Schematron-8B (GGUF for Ollama)

Overview

Schematron-8B is an instruction-tuned, Llama-architecture model published as inference-net/Schematron-8B. This repo provides GGUF builds for llama.cpp and packaged tags for Ollama.

Key Features

  • Long-context capable (131K context metadata)
  • Higher quality than 3B-class models at the cost of more compute
  • Uses the Llama 3 chat template (works well with standard Llama 3-style prompts)

Available Versions

Recommended default is Q4_K_M (best quality/size balance). Use IQ4_XS if you need a smaller download.

Tag Size Approx RAM* Description
IQ4_XS ~4.5 GB ~7–10 GB + KV cache Smaller / faster
Q4_K_M ~4.9 GB ~7–10 GB + KV cache Recommended

*KV cache RAM depends heavily on your configured context window (num_ctx). See “System Requirements”.

Quick Start

# Recommended
ollama pull richardyoung/schematron-8b:Q4_K_M
ollama run  richardyoung/schematron-8b:Q4_K_M "Summarize this text in 5 bullets: ..."

# # #

= TASK DETAILS =
Transcribe word for word the part of the Schematron-8B model page between "Key Features" and "Llama 3-style prompts)", inclusive.

= RECORDED INFORMATION =
# # #

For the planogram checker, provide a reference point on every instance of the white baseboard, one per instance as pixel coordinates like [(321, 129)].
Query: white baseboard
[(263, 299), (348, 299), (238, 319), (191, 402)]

# # #

= SOLUTION BELOW =
Key Features

  • Long-context capable (131K context metadata)
  • Higher quality than 3B-class models at the cost of more compute
  • Uses the Llama 3 chat template (works well with standard Llama 3-style prompts)